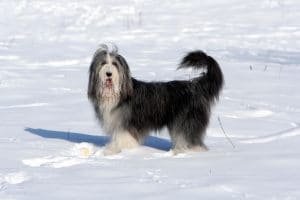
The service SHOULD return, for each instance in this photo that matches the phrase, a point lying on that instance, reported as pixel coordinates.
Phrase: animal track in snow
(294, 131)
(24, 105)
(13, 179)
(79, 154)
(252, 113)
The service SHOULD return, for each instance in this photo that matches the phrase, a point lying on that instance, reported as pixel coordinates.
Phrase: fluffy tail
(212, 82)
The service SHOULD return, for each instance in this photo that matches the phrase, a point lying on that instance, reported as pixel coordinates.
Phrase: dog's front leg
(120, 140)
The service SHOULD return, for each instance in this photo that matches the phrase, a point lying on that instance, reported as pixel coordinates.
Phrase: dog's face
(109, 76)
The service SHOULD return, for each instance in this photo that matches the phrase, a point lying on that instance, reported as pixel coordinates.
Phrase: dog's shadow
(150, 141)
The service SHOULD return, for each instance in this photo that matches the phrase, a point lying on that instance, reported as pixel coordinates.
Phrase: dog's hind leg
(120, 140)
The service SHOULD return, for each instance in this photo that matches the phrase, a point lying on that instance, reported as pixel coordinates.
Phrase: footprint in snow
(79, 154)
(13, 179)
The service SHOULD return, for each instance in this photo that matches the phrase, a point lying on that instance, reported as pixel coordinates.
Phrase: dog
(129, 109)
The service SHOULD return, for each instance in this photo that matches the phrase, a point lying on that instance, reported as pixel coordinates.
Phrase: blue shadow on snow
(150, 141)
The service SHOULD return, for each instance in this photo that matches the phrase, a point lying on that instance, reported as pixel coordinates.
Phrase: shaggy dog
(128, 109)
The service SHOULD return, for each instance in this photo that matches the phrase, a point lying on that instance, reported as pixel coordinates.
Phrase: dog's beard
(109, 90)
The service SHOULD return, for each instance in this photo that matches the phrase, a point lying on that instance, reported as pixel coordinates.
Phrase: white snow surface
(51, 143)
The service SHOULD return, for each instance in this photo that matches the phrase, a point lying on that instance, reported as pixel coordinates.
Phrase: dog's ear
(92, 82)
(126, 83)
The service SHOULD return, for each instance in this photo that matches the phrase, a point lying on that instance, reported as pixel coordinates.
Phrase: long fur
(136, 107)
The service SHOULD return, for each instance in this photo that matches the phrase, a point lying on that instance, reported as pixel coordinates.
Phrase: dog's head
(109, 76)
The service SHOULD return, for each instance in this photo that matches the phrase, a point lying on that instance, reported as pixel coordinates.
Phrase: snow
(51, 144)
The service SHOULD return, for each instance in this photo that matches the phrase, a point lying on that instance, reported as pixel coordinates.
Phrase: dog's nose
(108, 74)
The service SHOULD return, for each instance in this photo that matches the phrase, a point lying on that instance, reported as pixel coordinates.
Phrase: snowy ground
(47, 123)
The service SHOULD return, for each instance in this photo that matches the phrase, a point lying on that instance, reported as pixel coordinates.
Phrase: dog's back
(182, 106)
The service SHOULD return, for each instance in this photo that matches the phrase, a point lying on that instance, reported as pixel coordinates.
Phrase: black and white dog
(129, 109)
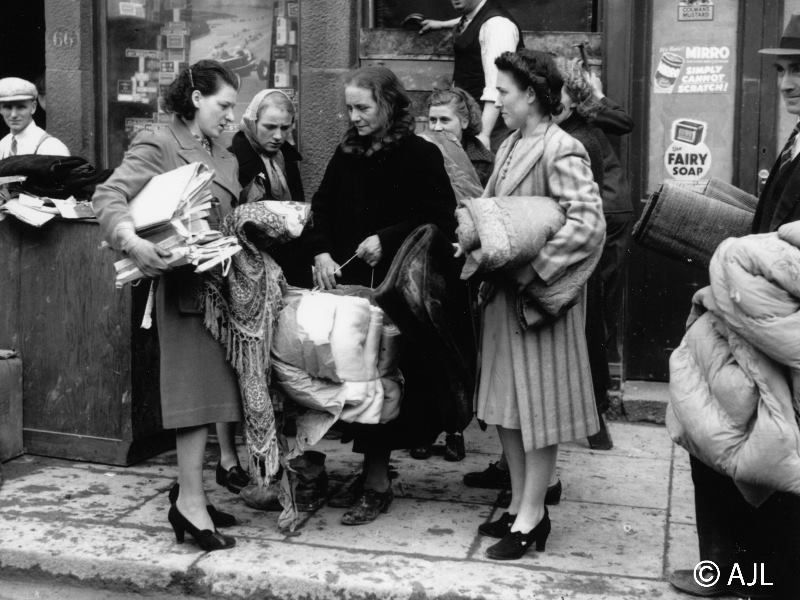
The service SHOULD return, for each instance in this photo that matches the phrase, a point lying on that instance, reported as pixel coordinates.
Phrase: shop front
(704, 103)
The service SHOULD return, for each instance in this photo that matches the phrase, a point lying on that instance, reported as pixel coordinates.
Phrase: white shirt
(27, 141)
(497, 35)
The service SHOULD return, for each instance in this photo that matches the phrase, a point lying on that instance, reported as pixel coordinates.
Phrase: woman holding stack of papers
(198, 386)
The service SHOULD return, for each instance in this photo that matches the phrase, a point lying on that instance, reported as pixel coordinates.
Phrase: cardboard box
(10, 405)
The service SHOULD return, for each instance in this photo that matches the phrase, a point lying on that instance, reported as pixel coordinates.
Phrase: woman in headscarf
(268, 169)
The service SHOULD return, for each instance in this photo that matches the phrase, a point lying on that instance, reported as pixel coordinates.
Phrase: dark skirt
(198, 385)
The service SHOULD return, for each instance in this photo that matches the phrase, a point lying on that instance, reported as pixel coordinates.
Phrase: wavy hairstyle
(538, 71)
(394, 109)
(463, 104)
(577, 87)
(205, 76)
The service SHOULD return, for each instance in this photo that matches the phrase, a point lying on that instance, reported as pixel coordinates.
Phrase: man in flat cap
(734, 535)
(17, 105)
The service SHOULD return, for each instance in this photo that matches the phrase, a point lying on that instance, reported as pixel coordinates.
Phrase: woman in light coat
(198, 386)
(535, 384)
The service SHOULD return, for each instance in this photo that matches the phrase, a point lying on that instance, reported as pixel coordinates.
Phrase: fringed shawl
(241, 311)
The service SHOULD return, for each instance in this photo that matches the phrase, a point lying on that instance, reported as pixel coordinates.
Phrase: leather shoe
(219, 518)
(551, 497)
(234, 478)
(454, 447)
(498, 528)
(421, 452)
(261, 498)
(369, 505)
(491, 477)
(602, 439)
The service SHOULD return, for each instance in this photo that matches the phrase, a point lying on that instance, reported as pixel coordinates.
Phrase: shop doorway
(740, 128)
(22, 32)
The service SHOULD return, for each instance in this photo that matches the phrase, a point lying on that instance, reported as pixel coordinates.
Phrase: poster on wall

* * * *

◆ REQUIRED WORK
All of the entries must be reproduced exactly, with no pictures kept.

◆ RESPONSE BOX
The service SHOULD return, for each instance in this photo that matches the phrase, a point lying on that instance, reported as pixel coordinates.
Phrase: animal track in snow
(294, 131)
(24, 105)
(13, 179)
(79, 154)
(252, 113)
The service SHOULD return, for each instance in this photo that matches the phrase, a point lying on that instance, reported as pixel coordinates.
Phrase: fluffy tail
(212, 82)
The service SHOULD return, for each instance in this photo that matches the phrase, a point lying on that instance, reported as pixel coordinates.
Phrase: dog's front leg
(120, 140)
The service SHOULD return, for each instance in this photo that matches the phrase, a point lying on that instance, reported as pixel coordinates.
Phrase: dog's face
(109, 76)
The service SHOULD return, for each instance in this photo that matches the phrase, a point lying on that instance, reported as pixel coordinates.
Phrase: dog's shadow
(150, 141)
The service SHOULD return, for each instance in this photo that matches the phrase, a point lying on that instance, reported as pixel coordinates.
Phrase: dog's hind leg
(120, 140)
The service SHOULD return, for each instance in this photo that matches the phrase, a point lying on that instance, reported as pixel coordinates.
Phrase: footprint in snow
(79, 154)
(13, 179)
The service SHOULD return, for each instance in this photo that matches the phrase, a point lying on that instance, reported as pixel coordinates.
Phrase: dog
(129, 109)
The service SHOULD return, for each instance in this photo that matches the phrase, a point lying on that instance, reported as pixel coordinates.
Phrase: blue shadow on snow
(150, 141)
The service SHOULD return, for each instance in this photo that matches the phrase, a point lying on that instance, reported as pixel coordinates.
Phrase: shaggy dog
(128, 109)
The service SHOULD return, for each instance in this photo that matches the phrase, a point lying on that instance, reported as pixel coordinates.
Phrase: dog's beard
(109, 90)
The service SHOULD return, for each instance in this photo that matches the phrase, a point lying on that instance, reported as pixel coordinates.
Phrase: white snow surface
(51, 143)
The service SHOULD return, for each instance in this photo that matches the phrase, a point lying on that instance, reported as pixel coordinates.
Phrase: dog's ear
(92, 82)
(126, 83)
The service SHOULD return, for each instance in this photo that matches the phrase, a point lying on that instance, reported as pixel coordinates.
Phrase: long fur
(136, 107)
The service SHOULD return, for each instance in this photo that matches the phrase, a point lying on that instance, reported as pixel coordinates.
Phrase: dog's head
(109, 76)
The service SHOULD return, for each instance in this photo that matches the phrase, a point lying on that instance, reported as pixel coordinates.
Phrase: snow
(51, 144)
The service SHOULD return, for each instance in this photo that matches the phrase, a point lying on that instance, reported as pixel coordinates.
Phrase: dog's nose
(108, 74)
The service SHOULD return, for each instance in this photo that matches the phrase, a point lying on that instance, reported as pixel coordinates.
Phrase: snowy ground
(47, 123)
The service SHOULD return, for each instance in this photo that matches the phrase, a point lying on that instance, reported as pixel coordinates.
Phrase: dog's back
(182, 106)
The service SHOULD return, for each instance in this photo that matches the phrase, a point lying on that instance, reported as pixel coordinates.
Phrase: black and white dog
(129, 109)
The service SHOULD return, for each instance in this photo that matches the phrase, a point lying on that instance, reported as pixel coordinates.
Phrase: shop front
(704, 103)
The service SHOULD return, for each instance in this photo that matches the phrase, a point lying on that instance, reported as pixel coordinates.
Phrase: white shirt
(27, 141)
(497, 35)
The service SHOULD return, for each instance in this photo that matches the phrase, a point lying on that instance, reported as pixel coordinates.
Phrase: woman holding stack of papers
(198, 386)
The service SHOULD return, for each instance in this photo that matches the phrase, a point lying on that instance, reported as pixel coordinates.
Phrase: cardboard box
(10, 405)
The service SHOULD return, for each instance in this photo that matches the phrase, a point lying on that instance, reported as pixel coordinates.
Phrase: woman in headscarf
(268, 169)
The service SHOULD return, for each instance in this photo that matches the phrase, a point lying on that instance, reported as pixel coordinates.
Phrase: dark skirt
(198, 385)
The service SHOULD return, for each instance in this photo that matches the phrase, a point lying on that instance, reported as pixel coordinates.
Phrase: wavy hairstyle
(538, 71)
(394, 109)
(463, 104)
(577, 87)
(205, 76)
The service SHOULD return, for each instance in this photo that matches the phrase, a point lying on that instance, reported as pixel coordinates.
Phrase: man in flat cap
(734, 535)
(17, 105)
The service SHOULD return, for each instance in this photo that matches the phrase, a point lying on that instance, reported as pixel coordinates.
Phrase: woman in light coat
(198, 386)
(535, 384)
The service SHOULD return, for each instance in this photo that matches the phrase, a point lying on that instance, reported as pixel coordinates.
Phrase: fringed shawl
(241, 311)
The service SHOULD return, for each instance in this photo that matches the phrase, a point lying on that instance, reported as pixel coordinates.
Phrase: leather shoe
(219, 518)
(551, 497)
(234, 478)
(454, 447)
(498, 528)
(421, 452)
(261, 498)
(369, 505)
(491, 477)
(602, 439)
The service SHOULD return, for each instance in this photo that matches the phrase, a point lying on that instance, reported as pixel coordinates.
Phrase: shop doorway
(740, 128)
(22, 32)
The service SHOULD return, for each instance in this photo that matches the phrase, a point lying on that instance, reported as pixel coordinates.
Phrase: poster on wall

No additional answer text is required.